Input material:
_ _ _ _

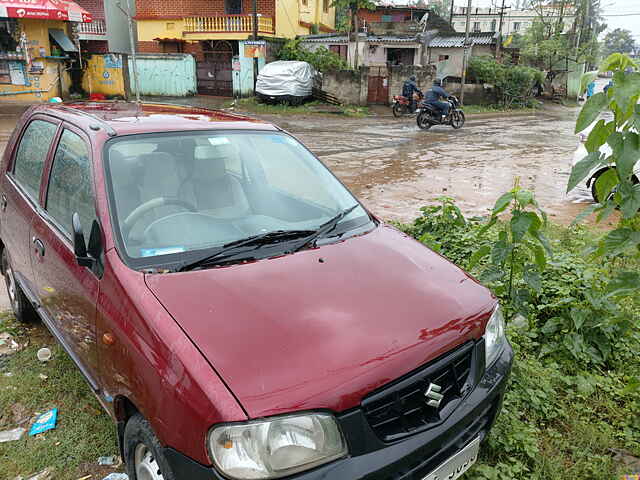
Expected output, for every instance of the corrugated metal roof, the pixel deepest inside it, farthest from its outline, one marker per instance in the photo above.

_ _ _ _

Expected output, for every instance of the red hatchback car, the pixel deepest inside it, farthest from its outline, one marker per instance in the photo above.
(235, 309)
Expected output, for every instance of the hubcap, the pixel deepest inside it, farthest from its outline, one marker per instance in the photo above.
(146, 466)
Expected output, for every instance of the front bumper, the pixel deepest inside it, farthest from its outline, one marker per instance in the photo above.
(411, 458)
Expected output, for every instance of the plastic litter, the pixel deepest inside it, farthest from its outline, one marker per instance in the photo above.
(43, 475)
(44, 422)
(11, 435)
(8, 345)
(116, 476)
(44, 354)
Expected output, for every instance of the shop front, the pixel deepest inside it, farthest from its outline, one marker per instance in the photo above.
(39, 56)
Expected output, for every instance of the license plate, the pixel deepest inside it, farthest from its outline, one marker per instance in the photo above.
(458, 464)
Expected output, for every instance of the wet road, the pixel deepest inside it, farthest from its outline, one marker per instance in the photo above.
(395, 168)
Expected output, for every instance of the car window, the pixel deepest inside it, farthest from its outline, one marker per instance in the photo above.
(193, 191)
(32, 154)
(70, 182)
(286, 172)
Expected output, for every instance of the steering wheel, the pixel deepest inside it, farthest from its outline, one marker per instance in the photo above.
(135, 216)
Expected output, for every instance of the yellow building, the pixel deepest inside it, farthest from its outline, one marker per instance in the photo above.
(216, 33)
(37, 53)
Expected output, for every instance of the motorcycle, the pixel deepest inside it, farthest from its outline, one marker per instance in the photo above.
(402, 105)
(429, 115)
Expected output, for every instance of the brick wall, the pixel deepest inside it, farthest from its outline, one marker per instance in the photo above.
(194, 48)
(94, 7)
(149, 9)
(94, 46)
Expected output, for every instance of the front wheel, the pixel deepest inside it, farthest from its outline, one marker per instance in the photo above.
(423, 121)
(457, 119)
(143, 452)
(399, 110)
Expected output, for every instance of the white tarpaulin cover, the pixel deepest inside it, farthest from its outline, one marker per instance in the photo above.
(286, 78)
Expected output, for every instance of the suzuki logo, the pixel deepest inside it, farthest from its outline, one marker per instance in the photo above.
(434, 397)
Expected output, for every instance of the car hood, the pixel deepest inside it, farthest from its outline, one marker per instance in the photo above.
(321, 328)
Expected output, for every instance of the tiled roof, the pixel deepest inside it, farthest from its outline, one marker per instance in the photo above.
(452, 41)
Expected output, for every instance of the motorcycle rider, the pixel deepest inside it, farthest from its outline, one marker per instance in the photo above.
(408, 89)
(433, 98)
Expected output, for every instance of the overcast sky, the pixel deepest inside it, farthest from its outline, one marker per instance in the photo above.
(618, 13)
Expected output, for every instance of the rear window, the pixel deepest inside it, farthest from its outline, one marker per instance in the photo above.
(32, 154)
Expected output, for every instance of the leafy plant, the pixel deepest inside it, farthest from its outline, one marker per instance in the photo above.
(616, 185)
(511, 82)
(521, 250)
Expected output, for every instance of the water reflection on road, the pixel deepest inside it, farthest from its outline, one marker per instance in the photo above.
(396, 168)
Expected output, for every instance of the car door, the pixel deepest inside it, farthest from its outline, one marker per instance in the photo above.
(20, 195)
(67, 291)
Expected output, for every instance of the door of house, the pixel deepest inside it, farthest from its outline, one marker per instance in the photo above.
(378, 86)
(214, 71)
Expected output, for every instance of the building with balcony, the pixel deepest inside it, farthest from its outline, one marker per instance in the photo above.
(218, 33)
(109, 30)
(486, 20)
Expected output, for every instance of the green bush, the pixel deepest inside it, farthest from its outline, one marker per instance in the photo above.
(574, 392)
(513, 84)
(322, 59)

_ _ _ _

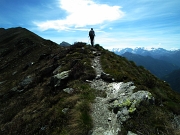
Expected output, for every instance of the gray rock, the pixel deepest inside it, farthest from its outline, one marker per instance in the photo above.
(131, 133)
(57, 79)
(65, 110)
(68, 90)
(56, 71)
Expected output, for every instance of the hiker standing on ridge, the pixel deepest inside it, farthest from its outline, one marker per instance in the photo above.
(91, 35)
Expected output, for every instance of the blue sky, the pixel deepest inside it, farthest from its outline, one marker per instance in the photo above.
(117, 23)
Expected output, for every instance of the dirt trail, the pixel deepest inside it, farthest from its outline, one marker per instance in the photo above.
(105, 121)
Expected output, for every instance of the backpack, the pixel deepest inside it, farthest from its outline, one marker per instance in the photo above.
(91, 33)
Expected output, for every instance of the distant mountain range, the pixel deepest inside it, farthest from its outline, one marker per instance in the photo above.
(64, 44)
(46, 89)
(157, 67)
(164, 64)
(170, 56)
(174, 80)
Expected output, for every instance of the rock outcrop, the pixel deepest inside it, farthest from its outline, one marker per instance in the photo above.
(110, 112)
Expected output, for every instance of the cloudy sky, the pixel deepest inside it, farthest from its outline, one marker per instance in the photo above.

_ _ _ _

Task prompt: Report every line of the items above that contains the word "water", copying each such line in full.

Result of the task:
Expected output, for every instance of the water reflection on road, the pixel deepest inside it, farthest from its outline, one marker per instance in the photo above.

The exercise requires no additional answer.